#### Obiettivo 1:
Riporta tutte le righe delle voci che contengono la parola "blazer", distinguendo tra maiuscole e minuscole.

#### Testo della pagina:
↓↓↓
Una sola parola, vergogna


----------



## Dany20 (26 Gennaio 2016)

Partita brutta brutta brutta. Loro sono scarsi, si è visto. Hanno fatto dei tiracci ma noi siamo stati vergognosi.


----------



## mr.wolf (26 Gennaio 2016)

lo schifo


----------



## Super_Lollo (26 Gennaio 2016)

The Ripper ha scritto:


> pescenaller e branca nettamente superiori



Tu ridi


----------



## The Ripper (26 Gennaio 2016)

mamma mia il fascista. è invecchiato tantissimo.ma sta bene? in faccia è scavatissimo!

p.s. ho capito male ma ha detto "dobbiamo nasconderci?"


----------



## Hammer (26 Gennaio 2016)

Abbiati 5.5

De Sciglio 6.5
Zapata 6 
Romagnoli 6.5
Antonelli 6.5

Honda 6.5
Mauri 6
Poli 6

Boateng 4.5
Luiz 5
Balotelli 0 non si può giocare a calcio con questa non-voglia

Niang 6
Montolivo sv
Kucka sv


----------



## kolao95 (26 Gennaio 2016)

Underhill84 ha scritto:


> ma sai leggere? non parlo di bel gioco. Parlo di organizzazione, sapere cosa fare in campo... non è detto che essere organizzati sia bello... mourinho ha squadre ben organizzate, ma a livello di gioco fa schifo



Io leggo solo "non c'è un minimo di gioco" ovunque. Sull'organizzazione secondo me bisogna scindere: offensivamente poca organizzazione perché si aspetta il guizzo individuale, difensivamente la squadra ormai si regge piuttosto bene.


----------



## 28Maggio2003 (26 Gennaio 2016)

The Ripper ha scritto:


> mamma mia il fascista. è invecchiato tantissimo.ma sta bene? in faccia è scavatissimo!
> 
> p.s. ho capito male ma ha detto "dobbiamo nasconderci?"



Ha detto "non dobbiamo nasconderci" quando gli hanno detto che dovevamo fare più gol...


----------



## Hammer (26 Gennaio 2016)

The Ripper ha scritto:


> mamma mia il fascista. è invecchiato tantissimo.ma sta bene? in faccia è scavatissimo!
> 
> p.s. ho capito male ma ha detto "dobbiamo nasconderci?"



L'ha detto davvero.. o almeno a me è sembrato così


----------



## alcyppa (26 Gennaio 2016)

The Ripper ha scritto:


> mamma mia il fascista. è invecchiato tantissimo.ma sta bene? in faccia è scavatissimo!
> 
> p.s. ho capito male ma ha detto "dobbiamo nasconderci?"
↑↑↑
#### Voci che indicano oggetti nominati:
↓↓↓
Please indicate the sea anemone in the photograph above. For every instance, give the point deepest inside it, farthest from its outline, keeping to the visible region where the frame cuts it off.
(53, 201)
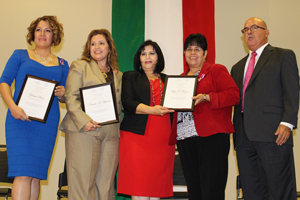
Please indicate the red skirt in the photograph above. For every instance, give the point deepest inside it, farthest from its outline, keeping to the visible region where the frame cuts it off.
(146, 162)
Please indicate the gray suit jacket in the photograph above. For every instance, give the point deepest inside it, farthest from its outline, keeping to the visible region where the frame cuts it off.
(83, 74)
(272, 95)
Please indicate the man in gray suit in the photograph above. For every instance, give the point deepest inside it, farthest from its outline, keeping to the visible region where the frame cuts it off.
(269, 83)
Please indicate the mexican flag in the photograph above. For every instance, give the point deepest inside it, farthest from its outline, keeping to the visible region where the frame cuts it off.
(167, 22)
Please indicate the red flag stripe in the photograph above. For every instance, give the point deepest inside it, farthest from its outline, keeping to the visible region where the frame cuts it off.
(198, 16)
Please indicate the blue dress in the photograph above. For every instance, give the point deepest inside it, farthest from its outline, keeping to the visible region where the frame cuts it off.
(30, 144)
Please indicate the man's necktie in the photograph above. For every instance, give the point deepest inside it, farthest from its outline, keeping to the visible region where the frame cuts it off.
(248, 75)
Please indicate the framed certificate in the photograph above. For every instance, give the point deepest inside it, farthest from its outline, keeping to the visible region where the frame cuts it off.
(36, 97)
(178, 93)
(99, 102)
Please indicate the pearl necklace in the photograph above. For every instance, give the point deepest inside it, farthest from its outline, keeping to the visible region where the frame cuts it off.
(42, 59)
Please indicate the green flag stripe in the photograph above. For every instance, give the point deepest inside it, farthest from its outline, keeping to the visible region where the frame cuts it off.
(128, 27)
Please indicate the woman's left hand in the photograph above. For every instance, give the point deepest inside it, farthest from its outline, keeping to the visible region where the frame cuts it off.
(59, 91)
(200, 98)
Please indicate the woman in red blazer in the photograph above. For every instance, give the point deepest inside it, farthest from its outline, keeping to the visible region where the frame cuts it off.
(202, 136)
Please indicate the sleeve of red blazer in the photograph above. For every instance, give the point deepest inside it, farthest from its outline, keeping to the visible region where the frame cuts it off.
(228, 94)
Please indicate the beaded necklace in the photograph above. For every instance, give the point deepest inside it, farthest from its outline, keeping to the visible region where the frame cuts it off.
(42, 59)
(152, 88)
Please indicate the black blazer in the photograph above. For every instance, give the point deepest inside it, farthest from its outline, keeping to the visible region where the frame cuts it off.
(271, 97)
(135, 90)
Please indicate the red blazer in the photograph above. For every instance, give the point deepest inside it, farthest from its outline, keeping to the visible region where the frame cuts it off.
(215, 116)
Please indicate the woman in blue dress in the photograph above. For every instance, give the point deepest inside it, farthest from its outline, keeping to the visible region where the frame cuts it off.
↑↑↑
↓↓↓
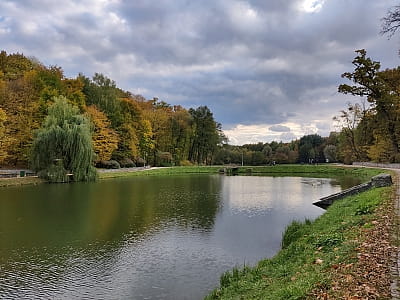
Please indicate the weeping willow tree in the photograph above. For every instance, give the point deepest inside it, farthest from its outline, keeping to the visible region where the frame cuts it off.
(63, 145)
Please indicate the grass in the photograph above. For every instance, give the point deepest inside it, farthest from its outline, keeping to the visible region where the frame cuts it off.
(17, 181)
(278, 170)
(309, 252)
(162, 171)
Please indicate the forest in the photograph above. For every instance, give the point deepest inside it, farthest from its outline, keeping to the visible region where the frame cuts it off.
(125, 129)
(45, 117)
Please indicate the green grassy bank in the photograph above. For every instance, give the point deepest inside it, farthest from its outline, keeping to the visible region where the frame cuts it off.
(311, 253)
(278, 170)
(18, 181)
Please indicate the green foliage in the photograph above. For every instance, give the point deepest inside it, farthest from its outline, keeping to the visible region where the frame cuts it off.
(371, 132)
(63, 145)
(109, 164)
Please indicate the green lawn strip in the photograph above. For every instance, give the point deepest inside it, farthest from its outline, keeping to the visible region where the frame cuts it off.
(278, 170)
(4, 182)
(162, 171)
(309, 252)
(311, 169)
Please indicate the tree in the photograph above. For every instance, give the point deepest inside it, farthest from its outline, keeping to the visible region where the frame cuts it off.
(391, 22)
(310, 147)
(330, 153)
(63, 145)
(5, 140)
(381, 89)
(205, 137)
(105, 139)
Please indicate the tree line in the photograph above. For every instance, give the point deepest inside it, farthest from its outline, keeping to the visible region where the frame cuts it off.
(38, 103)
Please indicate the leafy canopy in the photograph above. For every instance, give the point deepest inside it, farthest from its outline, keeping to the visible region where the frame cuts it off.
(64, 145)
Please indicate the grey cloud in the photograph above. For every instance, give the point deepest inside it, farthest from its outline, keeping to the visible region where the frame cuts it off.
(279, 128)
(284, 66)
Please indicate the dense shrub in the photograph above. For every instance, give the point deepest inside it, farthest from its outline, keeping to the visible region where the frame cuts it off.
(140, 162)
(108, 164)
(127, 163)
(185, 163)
↑↑↑
#### Obiettivo 2:
Traduci in inglese questa frase del thread sulla partita: "Loro sono scarsi, si è visto."

#### Risposta scritta 1:
Please indicate the woman in red blazer in the photograph above. For every instance, give the point deepest inside it, farthest from its outline, keeping to the visible region where the frame cuts it off.
Please indicate the sleeve of red blazer in the photograph above. For every instance, give the point deepest inside it, farthest from its outline, keeping to the visible region where the frame cuts it off.
Please indicate the black blazer in the photograph above. For every instance, give the point deepest inside it, farthest from its outline, keeping to the visible region where the frame cuts it off.
Please indicate the red blazer in the photograph above. For every instance, give the point deepest inside it, farthest from its outline, keeping to the visible region where the frame cuts it off.

#### Risposta scritta 2:
They're weak, you could see it.